• Problem
Substitute "green" for "leafy" in the records from the line containing "Point to the leafy" through the end of the records, and give those lines again with nothing else changed.

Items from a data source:
——————————

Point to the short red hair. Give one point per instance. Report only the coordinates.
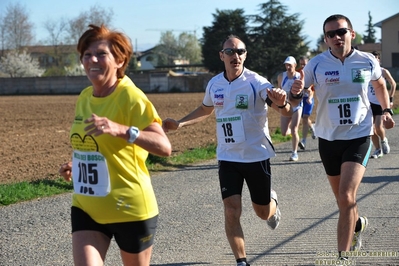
(120, 45)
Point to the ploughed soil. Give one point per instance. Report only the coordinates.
(34, 131)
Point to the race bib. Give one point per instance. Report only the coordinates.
(230, 129)
(90, 174)
(344, 111)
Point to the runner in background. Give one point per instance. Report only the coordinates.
(308, 104)
(379, 131)
(290, 124)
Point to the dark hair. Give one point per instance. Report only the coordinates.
(376, 54)
(231, 36)
(120, 45)
(335, 18)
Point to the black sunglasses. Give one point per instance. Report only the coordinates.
(340, 32)
(231, 51)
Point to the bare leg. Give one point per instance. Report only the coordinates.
(89, 247)
(234, 233)
(345, 189)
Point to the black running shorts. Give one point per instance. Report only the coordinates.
(131, 237)
(334, 153)
(257, 175)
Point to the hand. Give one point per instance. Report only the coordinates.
(100, 125)
(388, 121)
(66, 171)
(298, 84)
(277, 96)
(169, 124)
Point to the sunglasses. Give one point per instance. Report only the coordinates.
(231, 51)
(340, 32)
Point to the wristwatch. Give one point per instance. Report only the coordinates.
(133, 133)
(387, 110)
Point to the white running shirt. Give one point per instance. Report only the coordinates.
(343, 110)
(241, 117)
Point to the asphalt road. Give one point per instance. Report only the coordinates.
(191, 228)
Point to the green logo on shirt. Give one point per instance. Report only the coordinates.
(358, 75)
(242, 101)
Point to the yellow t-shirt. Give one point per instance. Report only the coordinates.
(111, 180)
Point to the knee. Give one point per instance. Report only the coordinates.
(232, 213)
(346, 201)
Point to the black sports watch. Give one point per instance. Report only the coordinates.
(387, 110)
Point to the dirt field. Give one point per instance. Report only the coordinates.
(34, 131)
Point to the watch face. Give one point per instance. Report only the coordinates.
(388, 111)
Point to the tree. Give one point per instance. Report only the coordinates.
(226, 22)
(96, 15)
(369, 37)
(274, 37)
(185, 47)
(189, 48)
(63, 61)
(167, 50)
(16, 29)
(20, 64)
(56, 29)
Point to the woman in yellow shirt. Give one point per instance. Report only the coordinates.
(114, 129)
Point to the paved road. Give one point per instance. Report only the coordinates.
(191, 228)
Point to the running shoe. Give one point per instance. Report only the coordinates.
(376, 154)
(357, 237)
(294, 156)
(274, 221)
(302, 145)
(385, 146)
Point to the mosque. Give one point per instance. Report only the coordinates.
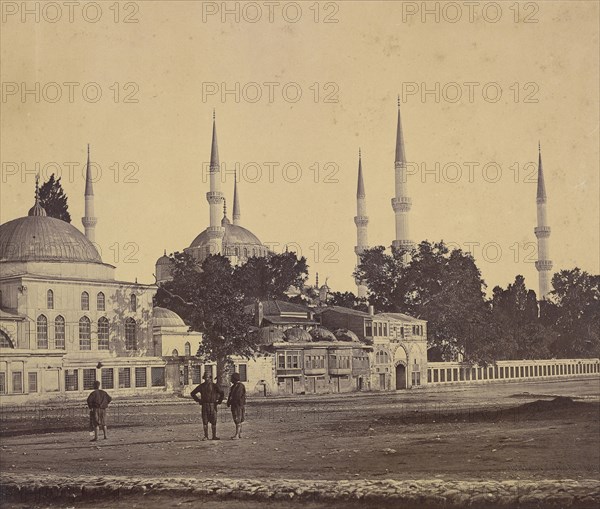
(222, 236)
(66, 321)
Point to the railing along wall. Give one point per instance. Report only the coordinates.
(503, 371)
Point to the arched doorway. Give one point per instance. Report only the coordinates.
(400, 377)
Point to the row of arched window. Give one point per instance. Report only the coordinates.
(382, 357)
(85, 333)
(85, 301)
(188, 350)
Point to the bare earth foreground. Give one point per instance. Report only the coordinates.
(534, 444)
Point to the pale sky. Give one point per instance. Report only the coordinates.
(350, 74)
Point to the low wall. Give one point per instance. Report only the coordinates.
(446, 373)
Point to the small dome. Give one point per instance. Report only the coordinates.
(37, 210)
(164, 259)
(40, 238)
(346, 335)
(270, 335)
(163, 317)
(321, 334)
(297, 335)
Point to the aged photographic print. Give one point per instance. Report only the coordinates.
(299, 254)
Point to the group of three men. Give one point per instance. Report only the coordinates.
(208, 394)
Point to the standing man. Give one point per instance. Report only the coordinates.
(237, 401)
(211, 395)
(98, 401)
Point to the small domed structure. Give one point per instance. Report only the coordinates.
(269, 335)
(163, 317)
(346, 335)
(322, 334)
(297, 335)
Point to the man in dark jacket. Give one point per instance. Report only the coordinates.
(211, 395)
(237, 401)
(98, 401)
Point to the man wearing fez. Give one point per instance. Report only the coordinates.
(98, 401)
(237, 401)
(211, 395)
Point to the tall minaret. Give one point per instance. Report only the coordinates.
(361, 220)
(401, 203)
(215, 197)
(89, 220)
(236, 204)
(542, 232)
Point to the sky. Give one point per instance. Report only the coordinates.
(297, 88)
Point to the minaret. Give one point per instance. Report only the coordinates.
(542, 232)
(37, 209)
(401, 203)
(89, 220)
(215, 197)
(361, 220)
(236, 204)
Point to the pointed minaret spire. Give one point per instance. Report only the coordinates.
(236, 203)
(215, 197)
(542, 232)
(399, 139)
(541, 190)
(89, 220)
(37, 209)
(401, 203)
(361, 220)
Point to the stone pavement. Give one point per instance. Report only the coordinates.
(515, 494)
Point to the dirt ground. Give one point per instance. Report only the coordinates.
(535, 430)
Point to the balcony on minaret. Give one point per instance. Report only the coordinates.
(401, 204)
(214, 197)
(403, 244)
(361, 220)
(89, 221)
(543, 265)
(215, 232)
(542, 231)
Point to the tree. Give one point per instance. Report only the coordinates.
(208, 298)
(269, 277)
(54, 199)
(347, 300)
(435, 284)
(519, 333)
(574, 313)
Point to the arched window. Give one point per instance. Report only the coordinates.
(85, 301)
(59, 332)
(133, 303)
(103, 331)
(130, 334)
(5, 341)
(85, 333)
(42, 331)
(100, 302)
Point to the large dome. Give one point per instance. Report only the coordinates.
(39, 238)
(163, 317)
(234, 234)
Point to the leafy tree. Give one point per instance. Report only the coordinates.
(269, 277)
(347, 300)
(433, 283)
(574, 313)
(54, 199)
(519, 333)
(209, 299)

——————————

• Exercise response
Point to the green tree. Give one point per instance. Report only the coordinates.
(269, 277)
(347, 300)
(433, 283)
(574, 313)
(54, 199)
(519, 333)
(209, 299)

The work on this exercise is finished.